Goal:
Gather each line in the records below that contains the word "dark", and copy every such line without changes.

Data for processing:

——

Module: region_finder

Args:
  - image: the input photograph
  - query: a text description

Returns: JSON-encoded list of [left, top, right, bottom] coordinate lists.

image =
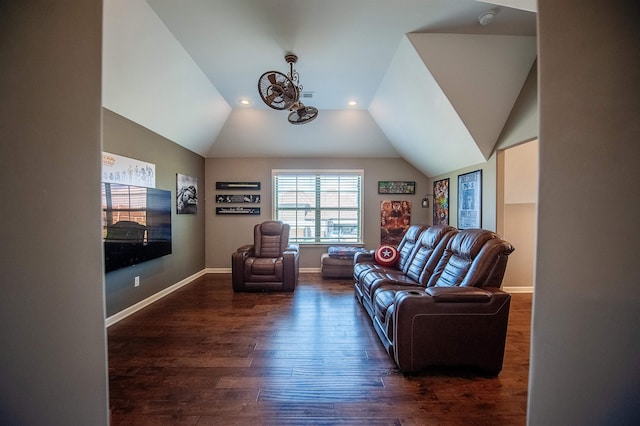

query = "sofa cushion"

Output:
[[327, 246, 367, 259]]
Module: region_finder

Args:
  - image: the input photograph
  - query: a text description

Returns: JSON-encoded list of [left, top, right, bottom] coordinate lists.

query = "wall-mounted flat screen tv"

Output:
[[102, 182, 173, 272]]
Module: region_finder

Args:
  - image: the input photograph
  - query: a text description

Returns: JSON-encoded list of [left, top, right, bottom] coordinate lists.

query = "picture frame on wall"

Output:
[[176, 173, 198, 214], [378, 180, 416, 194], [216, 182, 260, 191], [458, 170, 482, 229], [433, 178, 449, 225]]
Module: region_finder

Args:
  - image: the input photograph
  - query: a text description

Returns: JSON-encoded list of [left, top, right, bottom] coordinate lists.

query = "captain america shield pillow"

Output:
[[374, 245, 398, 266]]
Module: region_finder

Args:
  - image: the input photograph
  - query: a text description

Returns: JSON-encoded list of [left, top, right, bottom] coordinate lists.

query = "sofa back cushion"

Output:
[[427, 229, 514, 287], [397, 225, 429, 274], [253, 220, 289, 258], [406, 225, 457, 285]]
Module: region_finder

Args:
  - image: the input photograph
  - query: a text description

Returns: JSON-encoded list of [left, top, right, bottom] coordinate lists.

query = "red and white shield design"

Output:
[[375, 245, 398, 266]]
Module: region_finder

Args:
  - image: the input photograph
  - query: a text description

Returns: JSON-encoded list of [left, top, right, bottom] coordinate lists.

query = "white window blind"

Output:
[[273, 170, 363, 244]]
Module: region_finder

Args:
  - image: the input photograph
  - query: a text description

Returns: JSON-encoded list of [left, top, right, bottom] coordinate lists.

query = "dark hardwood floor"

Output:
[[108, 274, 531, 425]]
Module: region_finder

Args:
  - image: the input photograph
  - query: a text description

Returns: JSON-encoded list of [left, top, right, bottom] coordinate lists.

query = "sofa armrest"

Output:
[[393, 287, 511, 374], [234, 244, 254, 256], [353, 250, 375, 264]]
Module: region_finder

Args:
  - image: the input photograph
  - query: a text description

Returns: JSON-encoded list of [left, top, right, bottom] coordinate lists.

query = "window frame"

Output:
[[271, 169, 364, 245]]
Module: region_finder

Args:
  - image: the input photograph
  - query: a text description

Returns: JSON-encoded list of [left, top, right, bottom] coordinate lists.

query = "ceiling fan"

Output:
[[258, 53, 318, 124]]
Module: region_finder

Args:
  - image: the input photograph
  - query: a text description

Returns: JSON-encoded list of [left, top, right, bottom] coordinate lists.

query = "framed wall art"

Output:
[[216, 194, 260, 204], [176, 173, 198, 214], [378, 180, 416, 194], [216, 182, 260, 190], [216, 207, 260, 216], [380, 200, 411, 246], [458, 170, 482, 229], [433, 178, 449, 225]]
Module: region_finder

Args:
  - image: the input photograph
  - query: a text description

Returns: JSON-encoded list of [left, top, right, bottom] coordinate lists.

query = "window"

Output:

——

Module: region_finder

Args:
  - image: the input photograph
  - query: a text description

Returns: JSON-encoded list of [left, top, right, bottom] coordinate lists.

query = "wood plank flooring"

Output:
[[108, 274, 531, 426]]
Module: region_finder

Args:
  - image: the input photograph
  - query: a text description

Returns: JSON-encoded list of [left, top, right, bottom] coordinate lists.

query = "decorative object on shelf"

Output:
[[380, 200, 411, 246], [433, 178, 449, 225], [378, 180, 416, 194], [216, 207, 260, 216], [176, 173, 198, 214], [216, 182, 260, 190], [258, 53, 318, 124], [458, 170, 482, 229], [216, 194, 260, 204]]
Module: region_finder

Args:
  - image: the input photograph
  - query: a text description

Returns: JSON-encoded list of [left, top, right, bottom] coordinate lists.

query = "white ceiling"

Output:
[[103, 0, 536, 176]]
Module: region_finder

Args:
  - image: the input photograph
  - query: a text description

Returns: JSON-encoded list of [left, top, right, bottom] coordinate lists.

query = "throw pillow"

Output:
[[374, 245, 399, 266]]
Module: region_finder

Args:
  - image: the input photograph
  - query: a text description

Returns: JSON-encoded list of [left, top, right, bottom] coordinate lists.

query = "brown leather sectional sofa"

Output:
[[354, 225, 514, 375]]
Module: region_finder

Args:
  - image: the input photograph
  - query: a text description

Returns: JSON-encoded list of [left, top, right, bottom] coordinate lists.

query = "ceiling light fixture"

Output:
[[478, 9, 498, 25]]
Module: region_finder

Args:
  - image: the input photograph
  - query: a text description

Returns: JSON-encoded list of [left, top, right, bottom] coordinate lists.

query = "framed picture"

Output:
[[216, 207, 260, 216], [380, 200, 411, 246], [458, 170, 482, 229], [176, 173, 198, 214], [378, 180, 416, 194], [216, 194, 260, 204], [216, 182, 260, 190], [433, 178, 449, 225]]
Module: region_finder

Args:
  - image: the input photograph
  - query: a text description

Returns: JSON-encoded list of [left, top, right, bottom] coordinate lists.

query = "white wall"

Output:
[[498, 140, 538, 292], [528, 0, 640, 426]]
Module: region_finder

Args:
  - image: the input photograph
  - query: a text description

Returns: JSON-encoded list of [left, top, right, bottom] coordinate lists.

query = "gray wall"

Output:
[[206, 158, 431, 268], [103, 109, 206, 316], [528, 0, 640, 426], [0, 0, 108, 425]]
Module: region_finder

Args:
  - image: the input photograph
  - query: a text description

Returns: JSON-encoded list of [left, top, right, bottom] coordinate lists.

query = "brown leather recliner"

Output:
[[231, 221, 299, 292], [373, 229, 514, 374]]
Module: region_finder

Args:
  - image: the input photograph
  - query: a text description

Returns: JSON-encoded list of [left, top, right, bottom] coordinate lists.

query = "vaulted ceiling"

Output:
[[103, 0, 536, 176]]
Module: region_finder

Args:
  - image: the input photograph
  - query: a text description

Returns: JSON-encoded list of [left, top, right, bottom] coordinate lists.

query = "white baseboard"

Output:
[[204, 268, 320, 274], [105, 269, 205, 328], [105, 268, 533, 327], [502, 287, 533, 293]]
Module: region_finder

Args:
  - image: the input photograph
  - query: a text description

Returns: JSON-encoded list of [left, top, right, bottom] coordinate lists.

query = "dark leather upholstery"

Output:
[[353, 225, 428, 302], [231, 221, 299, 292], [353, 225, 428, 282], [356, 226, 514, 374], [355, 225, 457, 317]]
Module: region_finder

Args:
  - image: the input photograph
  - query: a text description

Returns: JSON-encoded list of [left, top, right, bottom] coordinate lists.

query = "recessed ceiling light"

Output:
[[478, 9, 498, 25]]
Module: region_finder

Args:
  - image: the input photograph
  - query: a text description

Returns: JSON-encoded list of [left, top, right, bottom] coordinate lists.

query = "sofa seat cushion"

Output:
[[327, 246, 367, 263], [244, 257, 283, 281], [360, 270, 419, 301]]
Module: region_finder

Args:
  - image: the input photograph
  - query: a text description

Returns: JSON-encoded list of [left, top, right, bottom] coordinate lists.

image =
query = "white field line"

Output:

——

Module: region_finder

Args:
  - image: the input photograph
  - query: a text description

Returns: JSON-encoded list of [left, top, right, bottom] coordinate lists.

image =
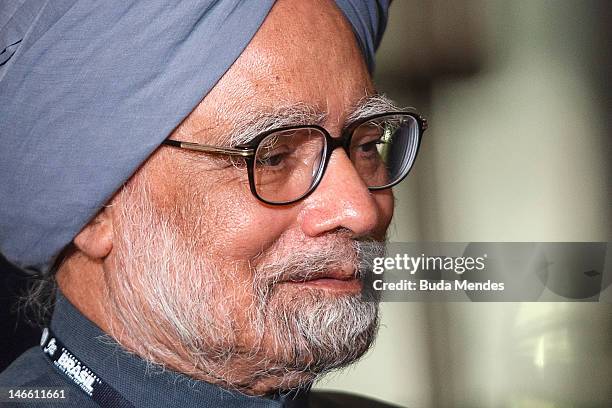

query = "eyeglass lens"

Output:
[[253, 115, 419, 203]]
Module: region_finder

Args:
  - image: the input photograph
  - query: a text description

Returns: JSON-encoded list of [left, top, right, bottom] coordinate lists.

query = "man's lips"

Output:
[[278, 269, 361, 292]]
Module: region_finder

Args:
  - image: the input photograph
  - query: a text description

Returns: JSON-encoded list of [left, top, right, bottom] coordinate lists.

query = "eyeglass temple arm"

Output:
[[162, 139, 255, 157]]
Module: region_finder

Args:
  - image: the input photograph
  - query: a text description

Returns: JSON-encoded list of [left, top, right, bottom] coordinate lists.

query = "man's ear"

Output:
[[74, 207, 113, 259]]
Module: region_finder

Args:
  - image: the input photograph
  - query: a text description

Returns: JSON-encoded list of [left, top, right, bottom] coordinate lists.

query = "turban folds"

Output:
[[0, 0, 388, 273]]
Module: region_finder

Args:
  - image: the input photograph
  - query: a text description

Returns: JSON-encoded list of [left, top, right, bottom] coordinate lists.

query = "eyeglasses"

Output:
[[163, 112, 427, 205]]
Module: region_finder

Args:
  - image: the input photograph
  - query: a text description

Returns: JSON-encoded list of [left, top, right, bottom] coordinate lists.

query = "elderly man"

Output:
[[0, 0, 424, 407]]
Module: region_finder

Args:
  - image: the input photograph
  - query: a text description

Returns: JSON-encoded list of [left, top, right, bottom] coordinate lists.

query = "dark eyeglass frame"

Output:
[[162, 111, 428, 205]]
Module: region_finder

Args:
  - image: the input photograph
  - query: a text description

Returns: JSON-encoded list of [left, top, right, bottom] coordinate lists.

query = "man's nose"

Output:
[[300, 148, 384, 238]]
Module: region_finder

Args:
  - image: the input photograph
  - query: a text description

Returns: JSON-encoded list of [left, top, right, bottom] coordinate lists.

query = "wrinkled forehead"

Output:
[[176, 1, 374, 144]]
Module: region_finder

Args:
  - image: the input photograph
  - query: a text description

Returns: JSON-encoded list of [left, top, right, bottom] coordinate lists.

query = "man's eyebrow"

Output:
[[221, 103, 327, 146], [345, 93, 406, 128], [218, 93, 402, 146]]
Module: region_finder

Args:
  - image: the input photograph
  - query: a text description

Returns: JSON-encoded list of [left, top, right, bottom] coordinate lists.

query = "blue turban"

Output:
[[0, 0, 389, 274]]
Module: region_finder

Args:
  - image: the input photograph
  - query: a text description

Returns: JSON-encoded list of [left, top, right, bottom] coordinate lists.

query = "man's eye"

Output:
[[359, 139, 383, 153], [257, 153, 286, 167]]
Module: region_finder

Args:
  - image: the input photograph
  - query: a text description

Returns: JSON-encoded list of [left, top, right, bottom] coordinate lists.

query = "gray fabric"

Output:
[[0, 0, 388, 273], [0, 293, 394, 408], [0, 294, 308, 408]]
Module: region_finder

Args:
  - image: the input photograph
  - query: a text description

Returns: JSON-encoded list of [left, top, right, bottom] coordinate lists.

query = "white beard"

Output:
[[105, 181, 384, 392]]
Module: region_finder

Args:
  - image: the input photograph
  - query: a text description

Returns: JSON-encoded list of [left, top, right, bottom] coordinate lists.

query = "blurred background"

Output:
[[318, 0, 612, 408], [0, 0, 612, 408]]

——

Final result:
query = "dark hardwood floor"
query = "dark leather upholstery"
query = "dark eyeglass frame"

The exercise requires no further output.